=== Teks untuk dianalisis ===
Kapitalisasi Bencana Corona?
Oleh: Hadi Sasongko (Dir. Poros)
Corona adalah virus langka dan mematikan. Berjangkitnya virus corona yang mematikan yang bermula di Wuhan China, jumlah kasus virus corona di seluruh dunia telah mencapai 181.562 kasus dengan korban meninggal sebanyak 7.138 orang. Sejauh ini, penyebaran virus corona hanya menjadi isu yang “tampak memprihatinkan” sejak adanya laporan banyak orang-orang di Barat yang telah terinfeksi penyakit ini.
Sebuah wawasan tentang industri obat akan memungkinkan kita memahami mengapa vaksin untuk virus corona belum ditemukan. Perusahaan-perusahaan farmasi harus mematuhi kerangka peraturan ketat, yaitu FDA, yang menyaring obat-obatan yang gagal memasuki pasar setelah dilakukan uji praklinis dan uji klinis. Akibatnya, perusahaan-perusahaan farmasi tersebut mengklaim bahwa dari semua biaya yang mereka keluarkan, hanya biaya pengembangan saja yang tertutupi karena dari 20 obat hanya 3 obat yang disetujui. Di samping itu, dari 3 obat yang disetujui tersebut, hanya 1 obat yang mampu menghasilkan cukup uang untuk menutup biaya pengembangan dan biaya kegagalan-kegagalan sebelumnya. Artinya, dalam konteks saat ini, untuk dapat bertahan, sebuah perusahaan obat perlu menemukan blockbuster (obat yang bernilai miliaran dollar) setiap beberapa tahun sekali.
Penyakit seperti corona mungkin berada dalam produk bernilai jual rendah karena saat ini penyakit tersebut hanya menginfeksi sedikit dari penduduk saja. Lebih lanjut, jika pengobatan tersebut nantinya akan berlangsung untuk jangka waktu yang singkat, tidak sampai bertahun-tahun. Artinya, ada lebih banyak peluang untuk kehilangan keuntungan sehingga tidak ada motif finansial untuk penelitian virus corona.
Model bisnis kapitalistik telah dikenal dan telah memicu kontroversi selama puluhan tahun dengan kasus-kasus lain seperti virus HIV, yang saat itu ratusan ribu orang Afrika ditolak mendapatkan pengobatan hanya karena pemerintah tidak mampu membeli obatnya. Namun demikian, memang tidak dapat dipungkiri bahwa saat ini pengembangan antibiotik baru sedang mengalami krisis.

=== Kegiatan 1 ===
Menurut teks tentang virus corona, berapa jumlah korban meninggal di seluruh dunia?
=== Kegiatan 2 ===
Tolong salin persis bagian teks tentang virus corona yang dibuka dengan kata-kata "Oleh: Hadi Sasongko" dan ditutup dengan "terinfeksi penyakit ini.".
Gunakan hanya teks di atas sebagai sumber jawaban.

=== Data yang disediakan ===
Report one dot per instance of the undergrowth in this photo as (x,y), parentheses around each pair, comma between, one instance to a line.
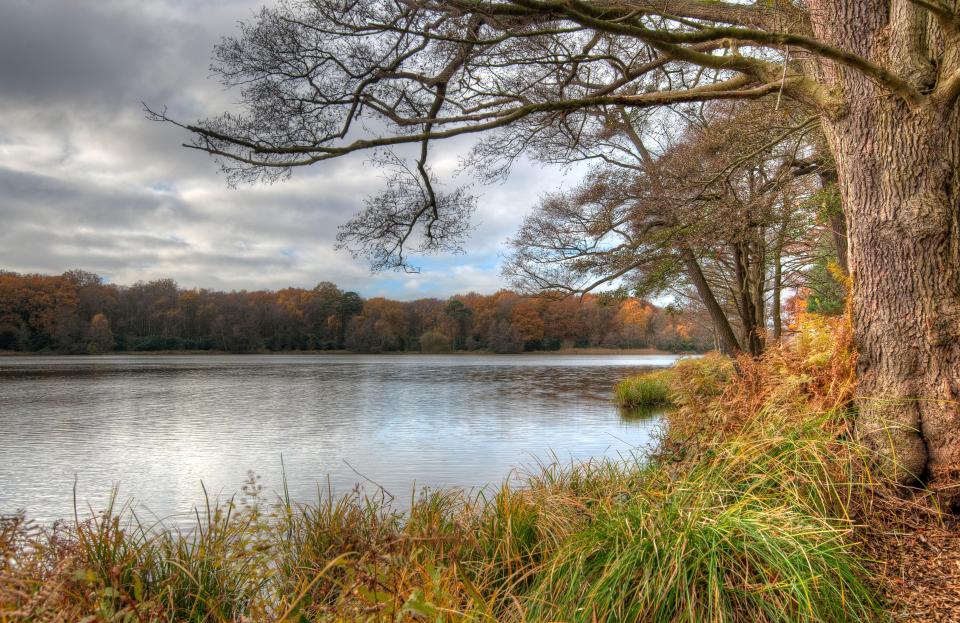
(744,513)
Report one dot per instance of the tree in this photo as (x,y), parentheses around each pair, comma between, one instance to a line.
(460,315)
(883,76)
(99,335)
(715,209)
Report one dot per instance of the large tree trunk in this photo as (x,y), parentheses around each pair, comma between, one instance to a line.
(898,178)
(897,168)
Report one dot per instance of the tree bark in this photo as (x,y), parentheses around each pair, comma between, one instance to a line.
(898,169)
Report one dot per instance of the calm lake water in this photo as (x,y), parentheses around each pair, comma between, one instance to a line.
(158,426)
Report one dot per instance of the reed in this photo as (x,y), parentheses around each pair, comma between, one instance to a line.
(743,514)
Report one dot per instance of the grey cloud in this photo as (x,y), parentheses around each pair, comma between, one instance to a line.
(87,182)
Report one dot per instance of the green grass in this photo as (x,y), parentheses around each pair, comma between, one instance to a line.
(756,530)
(647,390)
(749,521)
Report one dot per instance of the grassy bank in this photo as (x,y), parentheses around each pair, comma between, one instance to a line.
(746,513)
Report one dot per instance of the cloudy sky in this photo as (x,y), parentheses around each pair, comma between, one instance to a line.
(86,181)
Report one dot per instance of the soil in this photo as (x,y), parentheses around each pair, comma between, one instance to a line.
(917,558)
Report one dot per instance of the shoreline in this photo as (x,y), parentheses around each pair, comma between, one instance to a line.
(591,351)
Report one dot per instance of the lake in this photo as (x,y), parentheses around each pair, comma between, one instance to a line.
(157,426)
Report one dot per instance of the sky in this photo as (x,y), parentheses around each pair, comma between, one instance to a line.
(87,181)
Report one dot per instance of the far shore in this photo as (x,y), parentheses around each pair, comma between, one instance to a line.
(562,351)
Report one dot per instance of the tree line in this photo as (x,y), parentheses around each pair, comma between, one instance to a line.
(77,312)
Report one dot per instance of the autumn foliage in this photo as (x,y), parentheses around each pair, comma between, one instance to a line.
(78,313)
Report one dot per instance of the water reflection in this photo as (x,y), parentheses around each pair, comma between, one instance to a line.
(159,426)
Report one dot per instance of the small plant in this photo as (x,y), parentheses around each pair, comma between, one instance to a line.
(647,390)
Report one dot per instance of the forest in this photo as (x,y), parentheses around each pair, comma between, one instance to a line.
(77,312)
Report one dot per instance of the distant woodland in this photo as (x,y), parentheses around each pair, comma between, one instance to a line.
(77,312)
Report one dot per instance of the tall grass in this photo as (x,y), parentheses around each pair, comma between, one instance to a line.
(647,390)
(744,514)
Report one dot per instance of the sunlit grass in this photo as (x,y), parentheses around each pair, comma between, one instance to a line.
(743,514)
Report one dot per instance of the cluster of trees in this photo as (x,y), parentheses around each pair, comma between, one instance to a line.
(77,312)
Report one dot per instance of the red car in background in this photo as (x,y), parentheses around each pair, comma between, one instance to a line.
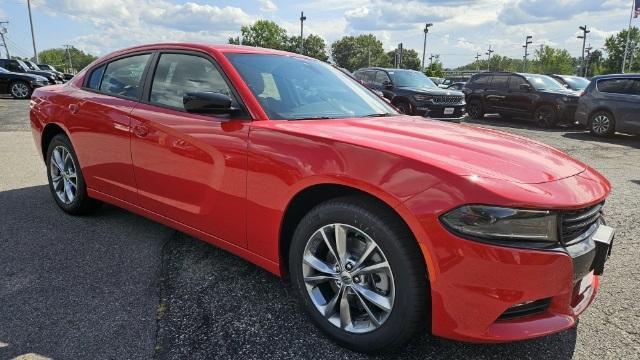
(386,224)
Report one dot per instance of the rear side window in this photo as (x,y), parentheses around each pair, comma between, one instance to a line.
(95,78)
(123,77)
(616,86)
(178,74)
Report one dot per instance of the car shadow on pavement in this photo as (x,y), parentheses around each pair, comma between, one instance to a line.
(76,287)
(214,304)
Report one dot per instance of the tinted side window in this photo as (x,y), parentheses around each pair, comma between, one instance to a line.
(178,74)
(618,86)
(95,78)
(123,77)
(500,82)
(515,82)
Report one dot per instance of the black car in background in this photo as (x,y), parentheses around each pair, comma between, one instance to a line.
(413,93)
(532,96)
(611,103)
(19,85)
(571,82)
(19,66)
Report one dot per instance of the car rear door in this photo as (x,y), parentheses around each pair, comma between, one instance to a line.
(100,124)
(191,168)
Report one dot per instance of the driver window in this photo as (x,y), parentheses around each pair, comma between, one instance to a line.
(178,74)
(123,77)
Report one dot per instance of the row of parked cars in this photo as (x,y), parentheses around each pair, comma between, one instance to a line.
(604,105)
(19,78)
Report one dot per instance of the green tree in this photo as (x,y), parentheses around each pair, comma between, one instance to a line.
(614,46)
(410,59)
(435,69)
(59,58)
(355,52)
(263,33)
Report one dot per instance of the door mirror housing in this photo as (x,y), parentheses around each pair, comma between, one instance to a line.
(201,102)
(525,87)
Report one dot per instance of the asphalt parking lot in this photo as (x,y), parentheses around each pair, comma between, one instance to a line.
(117,286)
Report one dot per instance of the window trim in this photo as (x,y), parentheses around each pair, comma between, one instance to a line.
(145,97)
(143,79)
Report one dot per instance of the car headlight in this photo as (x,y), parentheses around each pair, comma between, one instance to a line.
(422,97)
(503,224)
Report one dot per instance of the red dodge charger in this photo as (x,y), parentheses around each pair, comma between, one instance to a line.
(386,224)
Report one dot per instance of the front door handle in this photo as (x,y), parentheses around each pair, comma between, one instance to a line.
(140,130)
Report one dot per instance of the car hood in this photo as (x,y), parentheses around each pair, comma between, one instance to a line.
(432,91)
(463,150)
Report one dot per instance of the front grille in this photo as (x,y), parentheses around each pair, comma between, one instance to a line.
(575,223)
(445,99)
(530,308)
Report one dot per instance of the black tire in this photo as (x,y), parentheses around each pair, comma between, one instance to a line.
(602,124)
(546,116)
(405,108)
(475,109)
(81,203)
(20,90)
(400,248)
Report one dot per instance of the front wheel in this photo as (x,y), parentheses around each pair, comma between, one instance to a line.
(20,90)
(360,274)
(66,182)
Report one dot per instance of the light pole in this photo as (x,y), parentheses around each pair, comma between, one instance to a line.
(489,52)
(33,37)
(424,46)
(528,41)
(302,19)
(584,43)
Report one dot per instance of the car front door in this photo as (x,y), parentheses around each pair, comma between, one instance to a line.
(100,124)
(519,100)
(189,167)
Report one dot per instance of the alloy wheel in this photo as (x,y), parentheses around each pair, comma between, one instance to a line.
(64,177)
(348,278)
(20,90)
(601,124)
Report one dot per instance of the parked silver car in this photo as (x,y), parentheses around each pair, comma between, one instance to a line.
(611,103)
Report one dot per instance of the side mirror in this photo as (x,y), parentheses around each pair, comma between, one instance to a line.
(207,103)
(525,87)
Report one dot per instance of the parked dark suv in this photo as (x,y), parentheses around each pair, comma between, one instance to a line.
(611,103)
(19,66)
(413,93)
(537,97)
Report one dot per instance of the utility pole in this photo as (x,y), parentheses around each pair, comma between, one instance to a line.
(302,19)
(424,46)
(528,41)
(3,30)
(584,43)
(489,52)
(586,70)
(69,57)
(33,37)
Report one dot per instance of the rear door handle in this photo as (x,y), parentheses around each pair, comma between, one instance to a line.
(140,130)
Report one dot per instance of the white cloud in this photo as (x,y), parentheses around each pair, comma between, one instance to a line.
(267,6)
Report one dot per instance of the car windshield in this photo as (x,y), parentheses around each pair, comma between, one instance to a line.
(292,88)
(576,82)
(542,82)
(410,78)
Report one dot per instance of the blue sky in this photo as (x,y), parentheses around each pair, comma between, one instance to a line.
(462,27)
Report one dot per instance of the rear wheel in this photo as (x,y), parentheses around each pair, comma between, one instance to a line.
(546,116)
(20,90)
(602,124)
(66,182)
(475,109)
(359,274)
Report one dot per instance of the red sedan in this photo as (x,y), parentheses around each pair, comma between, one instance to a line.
(386,224)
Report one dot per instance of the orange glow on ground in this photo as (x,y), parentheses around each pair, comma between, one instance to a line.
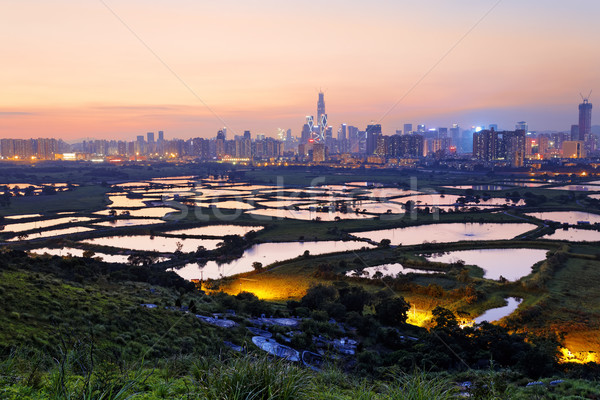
(268,288)
(579,357)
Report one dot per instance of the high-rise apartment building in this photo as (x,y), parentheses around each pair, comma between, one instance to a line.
(585,120)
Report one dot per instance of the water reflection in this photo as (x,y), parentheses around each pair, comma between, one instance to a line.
(567,217)
(449,232)
(574,235)
(156,243)
(389,270)
(494,314)
(265,253)
(217,230)
(512,264)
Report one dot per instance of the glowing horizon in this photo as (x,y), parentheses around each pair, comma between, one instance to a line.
(72,70)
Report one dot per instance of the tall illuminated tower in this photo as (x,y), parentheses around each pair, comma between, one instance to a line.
(585,119)
(320,106)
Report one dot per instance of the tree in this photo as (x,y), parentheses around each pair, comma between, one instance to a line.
(392,312)
(88,254)
(142,259)
(318,295)
(444,318)
(385,243)
(354,298)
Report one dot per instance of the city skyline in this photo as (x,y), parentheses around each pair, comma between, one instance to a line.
(260,66)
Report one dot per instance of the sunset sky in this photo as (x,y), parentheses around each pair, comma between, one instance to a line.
(72,69)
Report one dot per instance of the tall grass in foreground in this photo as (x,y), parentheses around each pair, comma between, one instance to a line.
(257,379)
(418,386)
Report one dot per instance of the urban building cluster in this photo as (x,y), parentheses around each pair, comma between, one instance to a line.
(317,144)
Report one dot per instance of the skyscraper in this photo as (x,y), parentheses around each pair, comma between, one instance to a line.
(522,126)
(320,106)
(373,133)
(585,119)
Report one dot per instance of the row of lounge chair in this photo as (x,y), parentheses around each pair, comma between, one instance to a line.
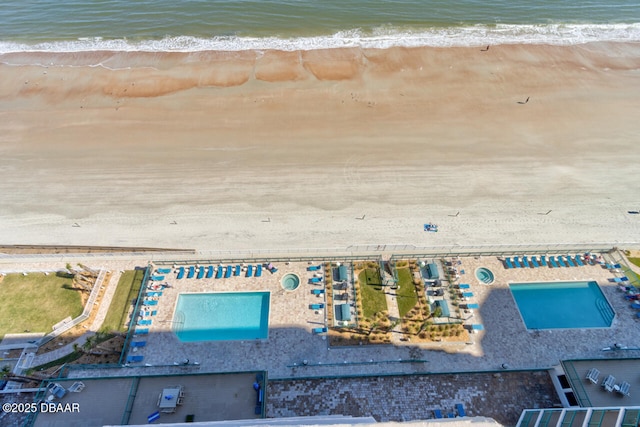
(553,261)
(609,382)
(459,412)
(220,271)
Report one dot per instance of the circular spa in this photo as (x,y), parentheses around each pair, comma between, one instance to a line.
(485,275)
(290,282)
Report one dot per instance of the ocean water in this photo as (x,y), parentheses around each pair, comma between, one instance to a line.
(194,25)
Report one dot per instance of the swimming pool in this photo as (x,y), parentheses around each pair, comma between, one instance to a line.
(222,316)
(562,305)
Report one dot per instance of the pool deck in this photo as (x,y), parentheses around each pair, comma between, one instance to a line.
(291,341)
(293,351)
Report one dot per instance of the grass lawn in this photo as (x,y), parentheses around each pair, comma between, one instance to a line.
(36,302)
(373,298)
(407,297)
(127,290)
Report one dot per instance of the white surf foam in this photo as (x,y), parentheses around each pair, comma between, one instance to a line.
(479,35)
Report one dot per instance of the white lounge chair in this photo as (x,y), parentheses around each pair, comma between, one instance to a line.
(608,383)
(593,375)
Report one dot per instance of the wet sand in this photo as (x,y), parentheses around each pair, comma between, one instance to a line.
(262,150)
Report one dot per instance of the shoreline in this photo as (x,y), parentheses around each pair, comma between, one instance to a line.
(220,142)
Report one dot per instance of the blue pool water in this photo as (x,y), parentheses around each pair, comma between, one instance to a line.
(222,316)
(559,305)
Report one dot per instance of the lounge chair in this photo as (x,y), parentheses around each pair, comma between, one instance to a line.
(623,388)
(593,375)
(608,383)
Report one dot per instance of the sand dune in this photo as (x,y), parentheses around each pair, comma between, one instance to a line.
(125,144)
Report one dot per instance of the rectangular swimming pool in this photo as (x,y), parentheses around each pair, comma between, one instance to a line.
(222,316)
(562,305)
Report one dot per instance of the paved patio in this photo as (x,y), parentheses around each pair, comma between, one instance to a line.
(290,343)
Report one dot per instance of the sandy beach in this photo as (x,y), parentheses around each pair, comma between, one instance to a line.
(272,150)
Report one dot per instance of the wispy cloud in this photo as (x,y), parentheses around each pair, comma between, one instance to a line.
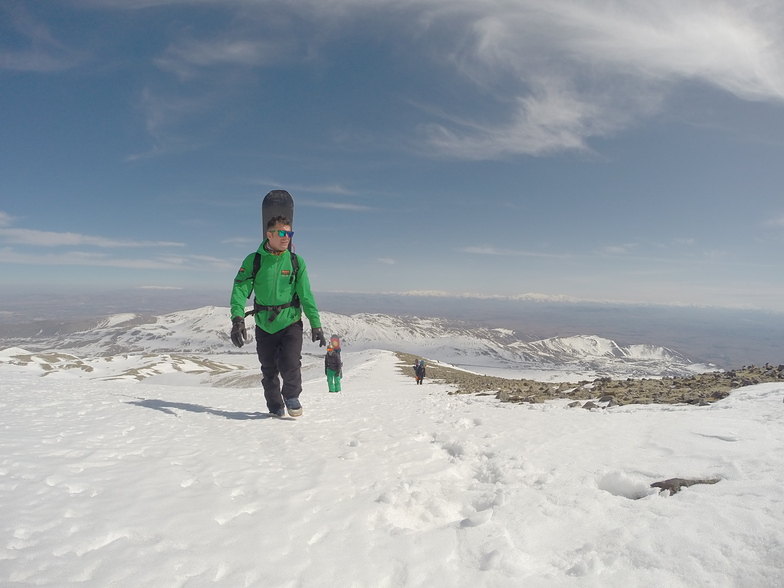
(83,258)
(334,205)
(513,253)
(42,53)
(6,220)
(572,70)
(53,239)
(547,75)
(776,222)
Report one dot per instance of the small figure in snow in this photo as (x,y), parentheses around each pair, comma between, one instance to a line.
(333,368)
(419,370)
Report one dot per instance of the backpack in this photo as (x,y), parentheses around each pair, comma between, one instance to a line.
(274,310)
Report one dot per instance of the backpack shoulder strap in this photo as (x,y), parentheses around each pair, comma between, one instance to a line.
(256,266)
(294,266)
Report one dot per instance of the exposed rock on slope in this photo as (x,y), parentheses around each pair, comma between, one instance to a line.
(696,389)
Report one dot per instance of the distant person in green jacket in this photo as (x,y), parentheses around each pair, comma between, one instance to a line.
(333,368)
(419,370)
(279,279)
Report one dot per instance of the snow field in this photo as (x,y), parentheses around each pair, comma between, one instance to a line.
(385,484)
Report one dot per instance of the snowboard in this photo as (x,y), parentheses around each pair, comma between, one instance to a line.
(276,203)
(334,342)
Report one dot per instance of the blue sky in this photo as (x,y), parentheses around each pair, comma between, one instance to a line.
(601,150)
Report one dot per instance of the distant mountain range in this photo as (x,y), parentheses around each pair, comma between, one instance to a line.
(197,337)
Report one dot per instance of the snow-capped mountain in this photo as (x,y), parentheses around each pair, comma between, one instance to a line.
(197,341)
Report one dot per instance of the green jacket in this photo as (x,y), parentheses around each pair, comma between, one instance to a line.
(272,288)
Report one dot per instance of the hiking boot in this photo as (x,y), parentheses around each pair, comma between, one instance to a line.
(295,408)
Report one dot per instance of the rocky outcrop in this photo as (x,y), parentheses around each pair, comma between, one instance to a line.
(698,389)
(674,485)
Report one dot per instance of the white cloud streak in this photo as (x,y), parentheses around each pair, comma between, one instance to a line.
(549,75)
(83,258)
(53,239)
(43,52)
(512,253)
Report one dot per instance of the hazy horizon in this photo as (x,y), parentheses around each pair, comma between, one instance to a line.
(727,337)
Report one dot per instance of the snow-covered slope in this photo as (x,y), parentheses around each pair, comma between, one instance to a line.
(155,345)
(115,483)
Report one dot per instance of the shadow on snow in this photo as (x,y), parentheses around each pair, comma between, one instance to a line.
(167,407)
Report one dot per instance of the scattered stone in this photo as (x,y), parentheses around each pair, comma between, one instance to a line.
(674,485)
(696,390)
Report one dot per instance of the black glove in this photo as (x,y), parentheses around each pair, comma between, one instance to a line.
(239,336)
(318,335)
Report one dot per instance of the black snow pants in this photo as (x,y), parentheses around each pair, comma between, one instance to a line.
(280,354)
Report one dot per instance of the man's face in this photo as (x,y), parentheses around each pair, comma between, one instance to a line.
(276,242)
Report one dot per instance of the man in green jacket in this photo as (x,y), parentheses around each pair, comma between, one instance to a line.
(280,281)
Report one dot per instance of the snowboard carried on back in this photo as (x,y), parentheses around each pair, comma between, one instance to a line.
(334,342)
(276,203)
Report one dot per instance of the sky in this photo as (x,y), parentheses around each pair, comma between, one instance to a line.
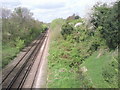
(48,10)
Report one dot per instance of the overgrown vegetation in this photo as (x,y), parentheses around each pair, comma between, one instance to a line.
(19,28)
(84,54)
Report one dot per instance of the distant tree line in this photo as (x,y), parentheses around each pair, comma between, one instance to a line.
(19,25)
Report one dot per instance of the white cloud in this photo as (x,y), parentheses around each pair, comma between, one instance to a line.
(47,10)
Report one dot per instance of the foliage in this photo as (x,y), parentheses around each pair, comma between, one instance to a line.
(66,30)
(107,17)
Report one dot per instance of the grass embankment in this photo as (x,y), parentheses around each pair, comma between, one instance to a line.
(102,70)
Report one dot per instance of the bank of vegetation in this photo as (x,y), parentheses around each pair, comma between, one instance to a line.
(84,52)
(19,29)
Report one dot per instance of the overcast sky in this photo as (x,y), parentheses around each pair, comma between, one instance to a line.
(47,10)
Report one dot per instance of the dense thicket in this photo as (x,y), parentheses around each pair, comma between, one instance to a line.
(83,41)
(19,28)
(106,17)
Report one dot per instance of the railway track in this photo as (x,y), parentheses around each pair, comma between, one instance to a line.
(22,73)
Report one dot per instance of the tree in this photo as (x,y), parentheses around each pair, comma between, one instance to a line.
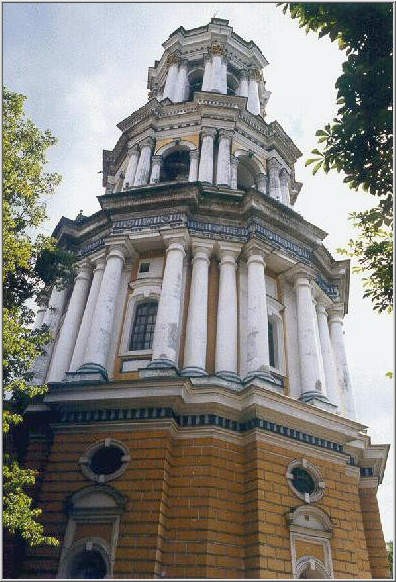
(29,262)
(358,141)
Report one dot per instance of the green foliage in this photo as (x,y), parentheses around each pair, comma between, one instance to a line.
(358,142)
(25,256)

=== Jawaban tertulis 1 ===
7.138 orang.

=== Jawaban tertulis 2 ===
Oleh: Hadi Sasongko (Dir. Poros)
Corona adalah virus langka dan mematikan. Berjangkitnya virus corona yang mematikan yang bermula di Wuhan China, jumlah kasus virus corona di seluruh dunia telah mencapai 181.562 kasus dengan korban meninggal sebanyak 7.138 orang. Sejauh ini, penyebaran virus corona hanya menjadi isu yang “tampak memprihatinkan” sejak adanya laporan banyak orang-orang di Barat yang telah terinfeksi penyakit ini.